» TEXT EXTRACT

# 1994 Nissan Sentra transmission drawings



## Guest (Apr 13, 2003)

Hi, I'm in need of a drawing of an automatic transmission for my car - it won't shift out of first anymore - and my garage told me it is the governor at fault - I'd like to see how the internals of the trannny look before I attemp to change the parts...thanks joe


----------



## Centurion (Sep 5, 2002)

Yes he is correct about the guv being the culprit. It is externally mounted. It's that round thing on top of the trans.


----------



## Guest (Apr 14, 2003)

it's on the top of the tranny..i thought it was the round thing in front (driver's side) in front of the radiator...


----------



## Centurion (Sep 5, 2002)

I am looking at the factory service manual right now, and the pic shows it on the top, in the general vicinity of the fuel filter.

1. Remove air duct
2. Remvoe guv cap snap ring.
3. Remove guv cap.
4. Remove guv valve assembly from trans axle.

» SET TASK
Quote the Sentra transmission thread word for word, starting with "## Guest (Apr 14, 2003)" and going on through "the fuel filter.".

» DATA SECTION
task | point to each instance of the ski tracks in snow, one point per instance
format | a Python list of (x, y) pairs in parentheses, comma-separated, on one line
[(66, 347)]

» SOLUTION
## Guest (Apr 14, 2003)

it's on the top of the tranny..i thought it was the round thing in front (driver's side) in front of the radiator...


----------



## Centurion (Sep 5, 2002)

I am looking at the factory service manual right now, and the pic shows it on the top, in the general vicinity of the fuel filter.